Directions for this task
Update each of the records below by changing every "Detect" to "Locate". Leave everything else unchanged.

Dataset rows
* Start *

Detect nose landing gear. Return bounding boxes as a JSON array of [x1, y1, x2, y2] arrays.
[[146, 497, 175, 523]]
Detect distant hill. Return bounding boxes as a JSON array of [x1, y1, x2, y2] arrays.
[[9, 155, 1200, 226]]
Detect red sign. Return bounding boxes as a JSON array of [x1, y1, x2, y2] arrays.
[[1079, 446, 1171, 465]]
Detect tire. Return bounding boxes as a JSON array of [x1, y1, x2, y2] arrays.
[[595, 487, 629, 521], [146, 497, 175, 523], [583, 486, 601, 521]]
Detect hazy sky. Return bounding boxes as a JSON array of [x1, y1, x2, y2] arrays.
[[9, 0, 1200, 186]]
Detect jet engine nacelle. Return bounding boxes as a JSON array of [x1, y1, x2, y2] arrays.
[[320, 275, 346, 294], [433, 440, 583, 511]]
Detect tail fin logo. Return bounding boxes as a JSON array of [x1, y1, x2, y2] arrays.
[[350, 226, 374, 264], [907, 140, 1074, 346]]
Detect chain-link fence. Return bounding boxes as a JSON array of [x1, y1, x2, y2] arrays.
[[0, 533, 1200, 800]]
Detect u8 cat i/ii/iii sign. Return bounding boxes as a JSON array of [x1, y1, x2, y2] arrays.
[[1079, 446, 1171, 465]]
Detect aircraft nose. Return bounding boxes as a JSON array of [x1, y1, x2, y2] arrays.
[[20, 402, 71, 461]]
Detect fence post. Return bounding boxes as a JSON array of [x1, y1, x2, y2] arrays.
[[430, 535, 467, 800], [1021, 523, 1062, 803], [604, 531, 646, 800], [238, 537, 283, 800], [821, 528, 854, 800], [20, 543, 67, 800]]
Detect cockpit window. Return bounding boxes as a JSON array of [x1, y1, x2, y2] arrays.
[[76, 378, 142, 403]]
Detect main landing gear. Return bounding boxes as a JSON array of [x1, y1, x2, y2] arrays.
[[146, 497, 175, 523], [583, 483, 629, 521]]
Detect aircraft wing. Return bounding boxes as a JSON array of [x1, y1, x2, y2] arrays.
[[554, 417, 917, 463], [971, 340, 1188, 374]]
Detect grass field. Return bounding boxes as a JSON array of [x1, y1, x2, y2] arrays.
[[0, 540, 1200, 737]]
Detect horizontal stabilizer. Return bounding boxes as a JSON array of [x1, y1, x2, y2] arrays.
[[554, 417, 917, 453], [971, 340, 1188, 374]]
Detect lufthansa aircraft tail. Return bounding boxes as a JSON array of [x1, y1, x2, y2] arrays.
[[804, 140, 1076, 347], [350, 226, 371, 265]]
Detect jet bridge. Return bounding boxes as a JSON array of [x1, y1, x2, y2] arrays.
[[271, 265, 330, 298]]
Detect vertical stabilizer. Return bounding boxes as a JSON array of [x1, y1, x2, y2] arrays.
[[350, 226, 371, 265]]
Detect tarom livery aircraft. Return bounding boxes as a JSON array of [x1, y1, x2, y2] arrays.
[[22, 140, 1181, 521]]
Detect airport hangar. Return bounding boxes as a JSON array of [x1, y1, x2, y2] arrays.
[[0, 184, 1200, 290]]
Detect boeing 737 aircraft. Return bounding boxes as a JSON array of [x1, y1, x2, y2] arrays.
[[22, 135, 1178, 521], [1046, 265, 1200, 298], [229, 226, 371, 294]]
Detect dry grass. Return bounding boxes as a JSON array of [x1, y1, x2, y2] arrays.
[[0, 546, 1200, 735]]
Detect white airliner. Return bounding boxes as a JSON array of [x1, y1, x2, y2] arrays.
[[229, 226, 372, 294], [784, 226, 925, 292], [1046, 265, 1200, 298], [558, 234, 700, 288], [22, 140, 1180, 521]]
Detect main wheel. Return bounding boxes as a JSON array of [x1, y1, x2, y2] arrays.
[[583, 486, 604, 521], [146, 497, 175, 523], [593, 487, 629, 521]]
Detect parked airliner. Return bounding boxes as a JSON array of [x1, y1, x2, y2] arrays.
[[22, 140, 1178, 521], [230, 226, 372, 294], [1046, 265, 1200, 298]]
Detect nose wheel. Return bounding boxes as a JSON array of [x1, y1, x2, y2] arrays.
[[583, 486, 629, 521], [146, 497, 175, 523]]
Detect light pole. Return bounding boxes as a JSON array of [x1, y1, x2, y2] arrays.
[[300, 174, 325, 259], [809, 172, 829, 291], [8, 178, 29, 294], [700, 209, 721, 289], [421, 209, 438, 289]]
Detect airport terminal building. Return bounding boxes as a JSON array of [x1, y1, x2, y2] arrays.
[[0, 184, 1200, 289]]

* End *

Completed task
Locate nose landing gear. Return bounding boxes as a JSON array of [x1, y1, x2, y2] arrays.
[[146, 497, 175, 523]]
Locate distant hill. Return bounding boxes as a JSON array of [x1, y1, x2, y2] arrays.
[[9, 155, 1200, 226]]
Locate red sign. Return bounding boxes as a JSON array of [x1, y1, x2, y2] arrays.
[[1079, 446, 1171, 465]]
Locate tire. Return bounding boxes as a JSON array of [x1, y1, x2, y2] arrays.
[[595, 487, 629, 521], [146, 497, 175, 523], [583, 486, 601, 521]]
Locate hazy sky. Return bounding boxes as a JSON array of [x1, y1, x2, y2] arrays.
[[9, 0, 1200, 186]]
Locate jet engine nacelle. Return bounding boxes as a JSON array of [x1, y1, x2, y2] arrays.
[[320, 275, 346, 294], [433, 440, 583, 511]]
Locate tail fin logo. Return bounding boxes as a JSON array of [x1, y1, x2, y2] arrays.
[[350, 226, 374, 264], [907, 140, 1074, 346]]
Locate chain-link fence. Return bounding boxes as a JSON array of [x1, y1, x2, y2] arrays.
[[0, 533, 1200, 800]]
Locate u8 cat i/ii/iii sign. Return bounding boxes as a JSON array of [x1, y1, x2, y2] arrays.
[[1079, 446, 1171, 465]]
Locate aircraft nose. Return bounding boxes as a JSON array of [x1, y1, x2, y2] arrays.
[[20, 402, 71, 461]]
Locate fence post. Return bounding boxes as a JSON array of [x1, y1, x2, y2] arrays.
[[430, 535, 467, 800], [1021, 523, 1062, 803], [604, 531, 646, 800], [238, 537, 283, 800], [821, 528, 854, 800], [20, 543, 67, 800]]
Locate cockpit window. Return bounding boxes as a JSON array of [x1, y1, x2, y2] arrays.
[[76, 378, 142, 403]]
Locate main landing gear. Return bounding boxes as a JSON array of [x1, y1, x2, y2] arrays.
[[146, 497, 175, 523], [583, 483, 629, 521]]
Locate aircraft wing. Return bounding boxes as a JSON array of [x1, y1, x2, y2] arrays.
[[554, 417, 917, 463], [971, 340, 1188, 374]]
Locate grass field. Return bounding boxes as a JSON array of [x1, y1, x2, y2] arrays.
[[0, 540, 1200, 737]]
Locate horizontal stabilizer. Return bounding boxes as a JSON array of [x1, y1, x2, y2] arrays.
[[554, 417, 917, 453], [971, 340, 1188, 374]]
Locate lufthansa aircraft tail. Return bounding boxes as a JSON array of [x1, y1, x2, y2] arrays.
[[804, 140, 1076, 347], [350, 226, 371, 265]]
Locate jet bridge. Return bounding boxes as a JSON array of [x1, y1, x2, y2] arrays.
[[271, 265, 330, 298]]
Locate vertical stabilizer. Return bounding boxes as a JSON array of [x1, y1, x2, y2] arrays.
[[350, 226, 371, 265]]
Locate tarom livery aircraft. Return bounding boxes as a JSON array of [x1, y1, x2, y2] arrays.
[[22, 140, 1181, 521]]
Locate airport hangar. Return bounding boxes as a JSON array of [x1, y1, x2, y2] arrays.
[[0, 184, 1200, 290]]
Locate boeing 737 aircraft. Return bounding boxes as a JSON array of [x1, y1, x2, y2] arrays.
[[22, 135, 1178, 521], [1046, 265, 1200, 298], [229, 226, 371, 294]]
Locate dry grass. Return bounding boxes as a JSON array of [x1, y1, x2, y2] arrays.
[[0, 546, 1200, 735]]
Locate white airliner. Return bounding boxes as a JSON array of [x1, y1, x2, y2] arrays.
[[229, 226, 372, 294], [784, 226, 925, 292], [1046, 265, 1200, 298], [558, 234, 700, 288], [22, 140, 1180, 521]]
Locate main wheel. Return bounding boxes as a JSON array of [x1, y1, x2, y2] arrays.
[[583, 486, 604, 521], [146, 497, 175, 523], [593, 487, 629, 521]]
Locate parked airliner. Return bounding boxes as a JSON array of [x1, y1, x2, y2] arrays.
[[22, 140, 1178, 521], [230, 226, 372, 294], [1046, 265, 1200, 298]]
Locate nose wheel. Return bounding boxes as a JSON array of [x1, y1, x2, y2] arrays.
[[583, 486, 629, 521], [146, 497, 175, 523]]
Locate light pole. Return bounding boxes as a JSON array of [x1, y1, x2, y2] arrays.
[[300, 174, 325, 259], [809, 172, 829, 291], [8, 178, 29, 294], [700, 209, 721, 289], [421, 209, 438, 289]]
Locate airport terminal building. Return bounding boxes as a JSON array of [x1, y1, x2, y2] arrays.
[[0, 184, 1200, 289]]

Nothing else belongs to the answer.